## WRITTEN TASK
Transcribe all the entries word for word, omitting any pictures they contain.

· · ·

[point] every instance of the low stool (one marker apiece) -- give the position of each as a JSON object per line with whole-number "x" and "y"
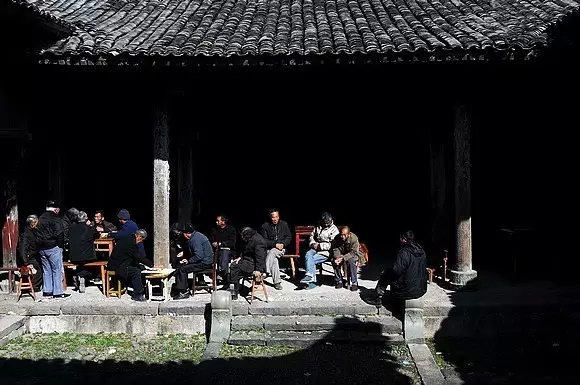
{"x": 117, "y": 291}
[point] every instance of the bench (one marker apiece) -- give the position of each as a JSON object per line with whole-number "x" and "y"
{"x": 100, "y": 264}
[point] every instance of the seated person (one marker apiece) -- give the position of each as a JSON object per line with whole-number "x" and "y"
{"x": 126, "y": 259}
{"x": 408, "y": 276}
{"x": 82, "y": 248}
{"x": 128, "y": 227}
{"x": 223, "y": 239}
{"x": 278, "y": 236}
{"x": 201, "y": 259}
{"x": 101, "y": 225}
{"x": 28, "y": 251}
{"x": 346, "y": 249}
{"x": 320, "y": 244}
{"x": 252, "y": 262}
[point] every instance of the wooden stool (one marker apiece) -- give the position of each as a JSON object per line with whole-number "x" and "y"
{"x": 107, "y": 285}
{"x": 25, "y": 282}
{"x": 258, "y": 285}
{"x": 163, "y": 285}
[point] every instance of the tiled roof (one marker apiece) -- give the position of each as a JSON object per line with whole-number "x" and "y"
{"x": 226, "y": 28}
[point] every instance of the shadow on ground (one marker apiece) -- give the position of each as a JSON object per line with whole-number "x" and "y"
{"x": 322, "y": 363}
{"x": 523, "y": 343}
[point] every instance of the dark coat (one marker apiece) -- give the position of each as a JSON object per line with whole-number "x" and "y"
{"x": 125, "y": 254}
{"x": 410, "y": 272}
{"x": 279, "y": 233}
{"x": 27, "y": 247}
{"x": 82, "y": 243}
{"x": 255, "y": 253}
{"x": 50, "y": 231}
{"x": 226, "y": 237}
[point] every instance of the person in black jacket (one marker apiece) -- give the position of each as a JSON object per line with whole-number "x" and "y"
{"x": 50, "y": 244}
{"x": 125, "y": 261}
{"x": 278, "y": 236}
{"x": 252, "y": 262}
{"x": 408, "y": 276}
{"x": 82, "y": 248}
{"x": 223, "y": 239}
{"x": 28, "y": 249}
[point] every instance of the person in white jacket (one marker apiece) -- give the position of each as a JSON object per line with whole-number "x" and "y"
{"x": 320, "y": 245}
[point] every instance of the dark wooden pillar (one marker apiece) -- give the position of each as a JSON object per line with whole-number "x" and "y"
{"x": 462, "y": 273}
{"x": 185, "y": 170}
{"x": 161, "y": 184}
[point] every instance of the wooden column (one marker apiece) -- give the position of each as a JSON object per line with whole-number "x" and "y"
{"x": 161, "y": 185}
{"x": 185, "y": 176}
{"x": 462, "y": 273}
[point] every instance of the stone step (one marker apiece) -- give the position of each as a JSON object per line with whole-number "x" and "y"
{"x": 11, "y": 326}
{"x": 367, "y": 324}
{"x": 308, "y": 338}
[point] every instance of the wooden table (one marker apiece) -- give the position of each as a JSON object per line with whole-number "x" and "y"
{"x": 105, "y": 244}
{"x": 163, "y": 275}
{"x": 11, "y": 283}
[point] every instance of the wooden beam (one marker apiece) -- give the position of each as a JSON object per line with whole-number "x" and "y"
{"x": 462, "y": 273}
{"x": 161, "y": 185}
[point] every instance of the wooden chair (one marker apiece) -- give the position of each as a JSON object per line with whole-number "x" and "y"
{"x": 25, "y": 282}
{"x": 119, "y": 290}
{"x": 213, "y": 272}
{"x": 257, "y": 285}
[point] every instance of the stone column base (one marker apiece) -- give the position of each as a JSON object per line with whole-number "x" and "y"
{"x": 462, "y": 279}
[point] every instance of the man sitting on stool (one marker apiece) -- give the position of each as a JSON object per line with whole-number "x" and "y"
{"x": 408, "y": 276}
{"x": 201, "y": 259}
{"x": 125, "y": 261}
{"x": 346, "y": 249}
{"x": 253, "y": 259}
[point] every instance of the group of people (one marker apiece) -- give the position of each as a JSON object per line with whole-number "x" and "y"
{"x": 45, "y": 238}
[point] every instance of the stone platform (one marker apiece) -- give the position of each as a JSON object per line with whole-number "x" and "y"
{"x": 495, "y": 308}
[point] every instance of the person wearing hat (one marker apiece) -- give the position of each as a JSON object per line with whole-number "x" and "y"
{"x": 320, "y": 244}
{"x": 50, "y": 235}
{"x": 128, "y": 227}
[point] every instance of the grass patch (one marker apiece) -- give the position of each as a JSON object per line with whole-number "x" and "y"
{"x": 98, "y": 347}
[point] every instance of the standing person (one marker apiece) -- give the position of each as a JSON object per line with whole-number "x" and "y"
{"x": 223, "y": 239}
{"x": 408, "y": 276}
{"x": 82, "y": 249}
{"x": 28, "y": 248}
{"x": 51, "y": 243}
{"x": 278, "y": 236}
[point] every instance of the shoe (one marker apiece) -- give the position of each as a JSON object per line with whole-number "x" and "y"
{"x": 310, "y": 286}
{"x": 76, "y": 282}
{"x": 307, "y": 279}
{"x": 181, "y": 296}
{"x": 81, "y": 284}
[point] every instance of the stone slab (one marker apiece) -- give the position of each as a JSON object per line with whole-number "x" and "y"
{"x": 9, "y": 323}
{"x": 426, "y": 365}
{"x": 183, "y": 308}
{"x": 248, "y": 322}
{"x": 113, "y": 306}
{"x": 120, "y": 323}
{"x": 251, "y": 338}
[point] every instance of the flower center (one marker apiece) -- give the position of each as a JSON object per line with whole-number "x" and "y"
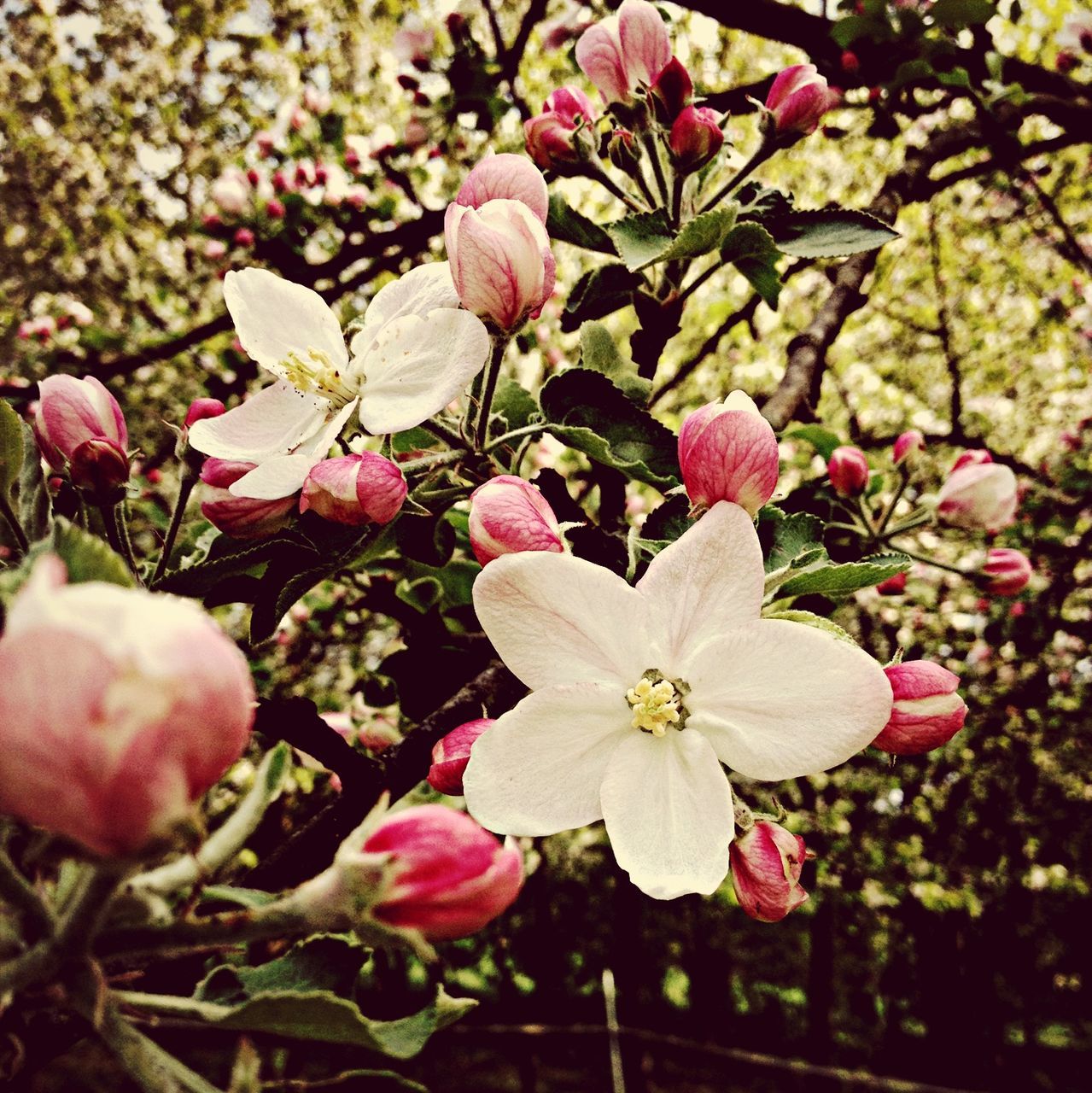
{"x": 312, "y": 371}
{"x": 656, "y": 703}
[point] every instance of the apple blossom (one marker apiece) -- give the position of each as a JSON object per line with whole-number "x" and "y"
{"x": 728, "y": 452}
{"x": 640, "y": 693}
{"x": 155, "y": 704}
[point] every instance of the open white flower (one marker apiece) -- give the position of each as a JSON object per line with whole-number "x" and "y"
{"x": 416, "y": 352}
{"x": 639, "y": 694}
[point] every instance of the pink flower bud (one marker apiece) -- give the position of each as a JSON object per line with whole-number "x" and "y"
{"x": 849, "y": 471}
{"x": 1006, "y": 572}
{"x": 508, "y": 515}
{"x": 728, "y": 452}
{"x": 908, "y": 445}
{"x": 798, "y": 100}
{"x": 240, "y": 517}
{"x": 155, "y": 704}
{"x": 71, "y": 411}
{"x": 354, "y": 490}
{"x": 446, "y": 877}
{"x": 451, "y": 756}
{"x": 695, "y": 139}
{"x": 978, "y": 495}
{"x": 765, "y": 863}
{"x": 927, "y": 711}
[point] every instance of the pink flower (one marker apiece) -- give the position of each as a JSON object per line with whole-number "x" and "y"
{"x": 623, "y": 50}
{"x": 508, "y": 515}
{"x": 728, "y": 452}
{"x": 927, "y": 711}
{"x": 798, "y": 100}
{"x": 354, "y": 490}
{"x": 765, "y": 865}
{"x": 155, "y": 704}
{"x": 1006, "y": 572}
{"x": 452, "y": 754}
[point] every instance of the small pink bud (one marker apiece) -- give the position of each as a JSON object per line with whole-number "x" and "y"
{"x": 695, "y": 139}
{"x": 927, "y": 711}
{"x": 451, "y": 756}
{"x": 767, "y": 862}
{"x": 508, "y": 515}
{"x": 728, "y": 452}
{"x": 849, "y": 471}
{"x": 1006, "y": 572}
{"x": 908, "y": 445}
{"x": 354, "y": 490}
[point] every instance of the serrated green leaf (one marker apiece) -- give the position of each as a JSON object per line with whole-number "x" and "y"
{"x": 592, "y": 414}
{"x": 752, "y": 250}
{"x": 831, "y": 233}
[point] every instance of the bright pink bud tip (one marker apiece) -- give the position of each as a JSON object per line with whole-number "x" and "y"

· · ·

## FULL OUTPUT
[point] every instance of the low stool (one marker apiece) -- give the position of each as a JSON object per line with whole-number "x" and "y"
{"x": 117, "y": 291}
[point] every instance of the bench (one marker apiece) -- give the position of each as a JSON object per line with whole-number "x" and "y"
{"x": 100, "y": 264}
[point] every instance of the seated person (one marker apiece) -- give the position of each as a JSON object per line with whole-number "x" and "y"
{"x": 126, "y": 259}
{"x": 408, "y": 276}
{"x": 82, "y": 248}
{"x": 128, "y": 227}
{"x": 223, "y": 239}
{"x": 278, "y": 236}
{"x": 201, "y": 259}
{"x": 101, "y": 225}
{"x": 28, "y": 251}
{"x": 346, "y": 249}
{"x": 320, "y": 244}
{"x": 252, "y": 262}
[point] every instance of the wooden stool (one marker apiece) -- give the position of each as a JSON object per line with whole-number "x" and "y"
{"x": 107, "y": 285}
{"x": 25, "y": 282}
{"x": 258, "y": 285}
{"x": 163, "y": 285}
[point] every instance of the tiled roof (one marker apiece) -- give the position of each as a JSON object per line with whole-number "x" and "y"
{"x": 226, "y": 28}
[point] every instance of the shadow on ground (one marker apiece) -- give the position of each as a JSON object per line with whole-number "x" and "y"
{"x": 322, "y": 363}
{"x": 523, "y": 343}
[point] every instance of the dark coat (one marker apiece) -- give the position of each as a JSON object per line with whole-number "x" and "y"
{"x": 125, "y": 254}
{"x": 410, "y": 272}
{"x": 279, "y": 233}
{"x": 27, "y": 247}
{"x": 82, "y": 243}
{"x": 255, "y": 253}
{"x": 50, "y": 231}
{"x": 226, "y": 237}
[point] every instance of the person in black jacket (one marker apiece) -- give the position of each as a JSON object per line with whole-number "x" and "y"
{"x": 50, "y": 244}
{"x": 125, "y": 261}
{"x": 278, "y": 236}
{"x": 252, "y": 262}
{"x": 408, "y": 276}
{"x": 82, "y": 248}
{"x": 223, "y": 239}
{"x": 28, "y": 249}
[point] every instance of the person in white jacket (one marker apiece) -- give the position of each as a JSON object per line with whole-number "x" and "y"
{"x": 320, "y": 245}
[point] every instance of the dark wooden pillar (one marker apiece) -- give the position of each as a JSON object per line with whole-number "x" and "y"
{"x": 462, "y": 273}
{"x": 185, "y": 170}
{"x": 161, "y": 184}
[point] every instance of the wooden column (one marker apiece) -- give the position of each as a JSON object per line with whole-number "x" and "y"
{"x": 161, "y": 185}
{"x": 185, "y": 176}
{"x": 462, "y": 273}
[point] every instance of the stone step (one marker apiece) -- give the position of each as a JSON object per line with whole-number "x" and "y"
{"x": 11, "y": 326}
{"x": 367, "y": 324}
{"x": 308, "y": 338}
[point] every instance of the wooden table (one marker apiece) -- give the position of each as a JSON object per line with whole-number "x" and "y"
{"x": 105, "y": 244}
{"x": 163, "y": 275}
{"x": 11, "y": 283}
[point] every instance of the wooden beam (one marker apiece) -- give the position of each as a JSON object per line with whole-number "x" and "y"
{"x": 462, "y": 273}
{"x": 161, "y": 185}
[point] every instance of the wooden chair (one marker apiece) -- give the position of each as a JSON object per line with whole-number "x" and "y"
{"x": 25, "y": 282}
{"x": 119, "y": 290}
{"x": 213, "y": 272}
{"x": 257, "y": 285}
[point] every instance of the stone column base (one marker apiece) -- give the position of each as a JSON object per line with whole-number "x" and "y"
{"x": 462, "y": 279}
[point] every instance of the man sitting on stool (one marker apiece) -- give the position of each as a JSON object per line with whole-number "x" and "y"
{"x": 408, "y": 276}
{"x": 201, "y": 259}
{"x": 125, "y": 261}
{"x": 346, "y": 249}
{"x": 253, "y": 259}
[point] every instance of the group of people (one marker apiece) -- give the position of each as a JSON object per line with whole-number "x" and "y"
{"x": 45, "y": 238}
[point] every instance of the stone platform (one marker apiece) -- give the position of each as a JSON object per line with whole-number "x" and "y"
{"x": 495, "y": 308}
[point] every instance of the person wearing hat (one marker apiece) -- give the position of each as a JSON object per line with whole-number "x" and "y"
{"x": 320, "y": 244}
{"x": 50, "y": 235}
{"x": 128, "y": 227}
[point] every instance of the grass patch (one marker apiece) -- give the position of each as a JSON object per line with whole-number "x" and "y"
{"x": 98, "y": 347}
[point] every instance of the standing person (one marker apiece) -- give the position of each as a JSON object per line with whole-number "x" and "y"
{"x": 223, "y": 239}
{"x": 408, "y": 276}
{"x": 82, "y": 249}
{"x": 28, "y": 248}
{"x": 51, "y": 243}
{"x": 278, "y": 236}
[point] every instance of the shoe (one marker apiece) -- give the position of each as a JSON object per line with whole-number "x" and "y"
{"x": 310, "y": 286}
{"x": 76, "y": 282}
{"x": 307, "y": 279}
{"x": 181, "y": 296}
{"x": 81, "y": 284}
[point] every instance of the stone slab (one marker apiece) -- give the position of each as a JSON object per line with whole-number "x" and "y"
{"x": 9, "y": 323}
{"x": 426, "y": 365}
{"x": 183, "y": 308}
{"x": 248, "y": 322}
{"x": 113, "y": 306}
{"x": 120, "y": 323}
{"x": 251, "y": 338}
[point] every instance of the flower center (one marker apiece) -- give the position of each as a JSON object per line with whole-number "x" and "y"
{"x": 312, "y": 371}
{"x": 656, "y": 703}
[point] every instance of the apple blossom (one marker apiece) -- give the position of each as a JSON object per line with whole-number "x" and "y"
{"x": 728, "y": 452}
{"x": 640, "y": 693}
{"x": 155, "y": 704}
[point] every instance of the open white flower (one marker apiece) -- give the position of each as a JSON object per line with whole-number "x" and "y"
{"x": 416, "y": 352}
{"x": 639, "y": 694}
[point] every instance of the pink flower bud (one marker apiece) -- give the position of each as a JSON object per line with whole-number "x" and "y"
{"x": 849, "y": 471}
{"x": 1006, "y": 572}
{"x": 508, "y": 515}
{"x": 728, "y": 452}
{"x": 908, "y": 445}
{"x": 798, "y": 100}
{"x": 240, "y": 517}
{"x": 155, "y": 704}
{"x": 71, "y": 411}
{"x": 354, "y": 490}
{"x": 446, "y": 877}
{"x": 451, "y": 756}
{"x": 695, "y": 139}
{"x": 978, "y": 495}
{"x": 765, "y": 863}
{"x": 927, "y": 711}
[point] every instance of the pink flower (one marker apiece) -- give the position of each as a JSON object per line with whole-number "x" and "y"
{"x": 623, "y": 50}
{"x": 508, "y": 515}
{"x": 728, "y": 452}
{"x": 927, "y": 711}
{"x": 798, "y": 100}
{"x": 354, "y": 490}
{"x": 765, "y": 865}
{"x": 155, "y": 704}
{"x": 1006, "y": 572}
{"x": 452, "y": 754}
[point] every instance of the small pink bud (one marker apiece) -- give the position of each as a JSON object per line with whole-number "x" and "y"
{"x": 695, "y": 139}
{"x": 927, "y": 711}
{"x": 451, "y": 756}
{"x": 767, "y": 862}
{"x": 508, "y": 515}
{"x": 728, "y": 452}
{"x": 849, "y": 471}
{"x": 1006, "y": 572}
{"x": 908, "y": 445}
{"x": 354, "y": 490}
[point] every instance of the serrated green leaf (one marker apiece) -- give the position of each as a JSON object per line with whole-number "x" and "y"
{"x": 592, "y": 414}
{"x": 752, "y": 250}
{"x": 831, "y": 233}
[point] every instance of the bright pink bud tip (one marker apiece) -- give the position of each as a JSON object per line with whole-number "x" and "y"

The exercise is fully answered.